(Segmentation labeling items)
-- Begin --

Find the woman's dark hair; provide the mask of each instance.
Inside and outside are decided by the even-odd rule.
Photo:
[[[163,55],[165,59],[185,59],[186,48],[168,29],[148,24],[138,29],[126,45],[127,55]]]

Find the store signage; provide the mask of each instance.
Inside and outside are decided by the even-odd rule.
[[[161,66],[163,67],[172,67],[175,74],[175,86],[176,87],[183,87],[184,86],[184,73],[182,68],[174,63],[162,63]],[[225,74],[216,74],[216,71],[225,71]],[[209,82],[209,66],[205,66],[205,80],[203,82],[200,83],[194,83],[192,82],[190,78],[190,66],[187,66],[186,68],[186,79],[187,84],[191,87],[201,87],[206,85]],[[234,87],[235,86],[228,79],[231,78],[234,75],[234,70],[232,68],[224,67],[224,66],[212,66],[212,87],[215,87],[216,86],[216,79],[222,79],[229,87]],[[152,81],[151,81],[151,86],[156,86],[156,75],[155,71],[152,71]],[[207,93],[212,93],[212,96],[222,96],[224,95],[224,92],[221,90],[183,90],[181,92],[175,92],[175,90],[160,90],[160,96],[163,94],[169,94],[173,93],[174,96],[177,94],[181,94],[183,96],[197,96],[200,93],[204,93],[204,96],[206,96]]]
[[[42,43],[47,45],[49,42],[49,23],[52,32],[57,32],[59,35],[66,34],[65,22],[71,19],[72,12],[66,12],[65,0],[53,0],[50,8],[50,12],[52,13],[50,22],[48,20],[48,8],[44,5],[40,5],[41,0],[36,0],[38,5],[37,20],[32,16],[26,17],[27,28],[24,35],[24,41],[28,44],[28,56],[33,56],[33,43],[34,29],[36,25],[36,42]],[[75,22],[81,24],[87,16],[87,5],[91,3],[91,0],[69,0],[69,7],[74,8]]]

-- End --

[Problem statement]:
Reproduce the data in full, exactly as presented.

[Solved exercise]:
Find the woman's dark hair; provide the mask of each instance.
Inside and outside are decided by the even-odd rule.
Photo:
[[[163,55],[165,59],[185,59],[186,48],[168,29],[148,24],[138,29],[126,45],[127,55]]]

Find the store signage; provide the mask of each instance.
Inside and outside are decided by the even-odd rule.
[[[161,66],[163,67],[172,67],[175,74],[175,86],[176,87],[183,87],[184,86],[184,73],[182,68],[174,63],[162,63]],[[225,74],[216,74],[216,71],[225,71]],[[209,82],[209,66],[205,66],[205,80],[203,82],[200,83],[194,83],[192,82],[190,78],[190,66],[187,66],[186,68],[186,79],[187,84],[191,87],[201,87],[206,85]],[[234,87],[235,86],[228,79],[231,78],[234,75],[234,70],[232,68],[224,67],[224,66],[212,66],[212,87],[215,87],[216,86],[216,79],[222,79],[229,87]],[[152,81],[151,81],[151,86],[156,86],[156,75],[155,71],[152,71]],[[207,93],[212,93],[212,96],[222,96],[224,95],[224,92],[221,90],[183,90],[181,92],[175,92],[175,90],[160,90],[160,96],[163,94],[169,94],[173,93],[174,96],[177,94],[181,94],[183,96],[197,96],[200,93],[204,93],[204,96],[206,96]]]
[[[42,43],[47,45],[49,42],[49,23],[52,32],[57,32],[59,35],[66,34],[65,22],[71,19],[72,12],[66,12],[65,0],[53,0],[50,8],[50,12],[52,13],[50,22],[48,20],[48,8],[44,5],[40,5],[41,0],[36,0],[38,5],[37,20],[32,16],[26,17],[27,28],[24,35],[24,41],[28,44],[28,56],[33,56],[33,43],[34,29],[36,25],[36,42]],[[75,22],[81,24],[87,16],[87,5],[91,3],[91,0],[69,0],[69,7],[74,8]]]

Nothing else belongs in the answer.